> **Aim of the exercise**: Read the lines below. Copy out any that hold the string "front".

> **Records to use**:
-*-

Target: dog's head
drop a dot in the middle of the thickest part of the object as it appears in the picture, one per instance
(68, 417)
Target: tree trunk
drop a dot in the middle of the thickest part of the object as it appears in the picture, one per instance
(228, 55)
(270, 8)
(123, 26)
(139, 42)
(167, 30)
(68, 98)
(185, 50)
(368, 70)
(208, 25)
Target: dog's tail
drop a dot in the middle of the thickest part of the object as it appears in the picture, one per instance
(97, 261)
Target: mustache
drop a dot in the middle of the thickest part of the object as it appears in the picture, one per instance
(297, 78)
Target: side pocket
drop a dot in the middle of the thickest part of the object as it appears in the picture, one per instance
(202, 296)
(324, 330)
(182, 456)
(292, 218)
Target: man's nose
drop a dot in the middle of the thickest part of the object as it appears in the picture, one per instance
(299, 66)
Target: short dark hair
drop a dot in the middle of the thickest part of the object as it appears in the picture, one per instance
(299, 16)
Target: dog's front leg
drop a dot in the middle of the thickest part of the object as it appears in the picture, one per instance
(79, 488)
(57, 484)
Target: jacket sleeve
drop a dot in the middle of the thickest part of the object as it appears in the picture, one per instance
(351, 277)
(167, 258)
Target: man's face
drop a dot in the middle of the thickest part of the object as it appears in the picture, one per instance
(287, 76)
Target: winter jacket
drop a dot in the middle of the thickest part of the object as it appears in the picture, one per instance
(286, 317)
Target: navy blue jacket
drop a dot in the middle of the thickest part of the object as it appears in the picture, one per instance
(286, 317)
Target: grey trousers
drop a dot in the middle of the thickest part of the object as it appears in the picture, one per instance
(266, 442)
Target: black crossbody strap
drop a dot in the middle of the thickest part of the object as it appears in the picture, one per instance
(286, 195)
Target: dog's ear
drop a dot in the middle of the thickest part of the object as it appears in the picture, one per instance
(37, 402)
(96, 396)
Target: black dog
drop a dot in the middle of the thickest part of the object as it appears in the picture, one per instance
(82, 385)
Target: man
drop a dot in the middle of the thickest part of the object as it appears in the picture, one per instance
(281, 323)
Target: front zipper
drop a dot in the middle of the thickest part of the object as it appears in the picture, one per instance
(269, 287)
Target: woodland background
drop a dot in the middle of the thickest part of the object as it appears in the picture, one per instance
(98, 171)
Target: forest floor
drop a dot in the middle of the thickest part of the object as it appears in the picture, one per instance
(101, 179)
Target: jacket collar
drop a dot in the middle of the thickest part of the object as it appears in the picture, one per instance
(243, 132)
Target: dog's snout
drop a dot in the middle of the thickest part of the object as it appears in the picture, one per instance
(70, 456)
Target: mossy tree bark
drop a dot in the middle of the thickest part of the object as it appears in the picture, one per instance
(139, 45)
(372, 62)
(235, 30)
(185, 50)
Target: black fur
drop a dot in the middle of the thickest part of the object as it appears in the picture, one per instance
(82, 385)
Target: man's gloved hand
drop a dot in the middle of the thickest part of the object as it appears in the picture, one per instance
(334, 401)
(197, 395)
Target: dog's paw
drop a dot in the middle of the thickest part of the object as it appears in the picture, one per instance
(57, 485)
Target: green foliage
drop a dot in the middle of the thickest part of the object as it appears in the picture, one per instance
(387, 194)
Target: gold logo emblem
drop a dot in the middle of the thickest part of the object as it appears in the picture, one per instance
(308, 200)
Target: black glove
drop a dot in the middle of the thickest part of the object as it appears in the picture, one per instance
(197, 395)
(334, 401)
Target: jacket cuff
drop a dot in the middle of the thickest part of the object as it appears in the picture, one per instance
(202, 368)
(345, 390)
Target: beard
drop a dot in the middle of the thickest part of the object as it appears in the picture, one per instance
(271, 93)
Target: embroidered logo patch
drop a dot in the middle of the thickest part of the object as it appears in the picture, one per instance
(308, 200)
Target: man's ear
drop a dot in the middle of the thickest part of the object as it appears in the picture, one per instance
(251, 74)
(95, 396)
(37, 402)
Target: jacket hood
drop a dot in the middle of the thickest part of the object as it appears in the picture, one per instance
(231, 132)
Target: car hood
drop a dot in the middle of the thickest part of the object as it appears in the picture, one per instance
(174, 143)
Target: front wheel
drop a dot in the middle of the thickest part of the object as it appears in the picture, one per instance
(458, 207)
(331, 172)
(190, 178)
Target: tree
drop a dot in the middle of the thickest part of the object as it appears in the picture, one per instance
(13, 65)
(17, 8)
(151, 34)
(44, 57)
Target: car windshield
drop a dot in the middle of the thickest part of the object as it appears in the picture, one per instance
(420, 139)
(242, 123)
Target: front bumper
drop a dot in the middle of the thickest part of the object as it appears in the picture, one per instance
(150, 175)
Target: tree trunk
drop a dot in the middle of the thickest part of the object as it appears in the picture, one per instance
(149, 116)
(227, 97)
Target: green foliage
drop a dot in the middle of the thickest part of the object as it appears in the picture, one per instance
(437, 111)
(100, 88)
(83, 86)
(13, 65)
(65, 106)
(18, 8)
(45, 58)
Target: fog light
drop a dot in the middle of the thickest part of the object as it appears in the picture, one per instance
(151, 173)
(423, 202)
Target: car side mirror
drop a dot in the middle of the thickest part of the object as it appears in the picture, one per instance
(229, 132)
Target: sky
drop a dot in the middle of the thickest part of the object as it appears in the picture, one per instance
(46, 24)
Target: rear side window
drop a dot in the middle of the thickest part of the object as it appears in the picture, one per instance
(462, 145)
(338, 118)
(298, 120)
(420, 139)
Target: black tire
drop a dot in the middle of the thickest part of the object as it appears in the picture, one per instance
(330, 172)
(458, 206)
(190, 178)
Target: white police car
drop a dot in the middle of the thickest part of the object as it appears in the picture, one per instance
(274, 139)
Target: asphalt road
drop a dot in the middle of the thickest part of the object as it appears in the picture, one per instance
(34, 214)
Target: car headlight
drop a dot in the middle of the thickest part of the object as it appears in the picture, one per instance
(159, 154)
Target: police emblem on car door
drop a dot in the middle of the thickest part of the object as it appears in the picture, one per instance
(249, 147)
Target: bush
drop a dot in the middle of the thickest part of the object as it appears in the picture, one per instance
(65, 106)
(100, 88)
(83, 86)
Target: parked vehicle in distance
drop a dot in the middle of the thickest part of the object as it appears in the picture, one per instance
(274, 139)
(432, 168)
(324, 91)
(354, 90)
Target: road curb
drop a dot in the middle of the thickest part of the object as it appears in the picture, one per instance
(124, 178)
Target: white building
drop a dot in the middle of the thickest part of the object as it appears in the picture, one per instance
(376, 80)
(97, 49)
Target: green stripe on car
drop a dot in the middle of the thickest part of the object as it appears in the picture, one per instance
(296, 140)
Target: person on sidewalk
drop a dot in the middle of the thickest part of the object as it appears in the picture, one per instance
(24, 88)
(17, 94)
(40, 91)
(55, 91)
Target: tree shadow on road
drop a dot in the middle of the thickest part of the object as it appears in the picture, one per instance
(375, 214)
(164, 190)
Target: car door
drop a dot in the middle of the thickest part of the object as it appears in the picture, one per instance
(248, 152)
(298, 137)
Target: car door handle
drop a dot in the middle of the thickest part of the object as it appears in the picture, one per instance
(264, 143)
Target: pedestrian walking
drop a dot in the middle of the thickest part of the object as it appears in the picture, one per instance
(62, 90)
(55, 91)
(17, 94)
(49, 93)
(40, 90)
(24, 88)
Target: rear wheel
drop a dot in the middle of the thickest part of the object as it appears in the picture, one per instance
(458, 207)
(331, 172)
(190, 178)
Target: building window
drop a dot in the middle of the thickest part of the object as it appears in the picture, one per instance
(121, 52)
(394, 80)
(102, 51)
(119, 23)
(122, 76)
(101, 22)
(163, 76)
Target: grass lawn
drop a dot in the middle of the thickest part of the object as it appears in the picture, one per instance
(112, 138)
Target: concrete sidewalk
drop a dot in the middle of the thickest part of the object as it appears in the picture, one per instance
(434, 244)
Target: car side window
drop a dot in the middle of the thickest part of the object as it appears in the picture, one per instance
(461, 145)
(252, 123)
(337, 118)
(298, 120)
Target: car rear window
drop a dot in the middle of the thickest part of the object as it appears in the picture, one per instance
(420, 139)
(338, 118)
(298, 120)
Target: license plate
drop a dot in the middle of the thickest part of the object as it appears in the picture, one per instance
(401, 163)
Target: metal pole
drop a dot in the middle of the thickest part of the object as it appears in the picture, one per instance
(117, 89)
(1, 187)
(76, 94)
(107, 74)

-*-

> **Expected answer**:
Target: dog's front leg
Target: front zipper
Target: front wheel
Target: front bumper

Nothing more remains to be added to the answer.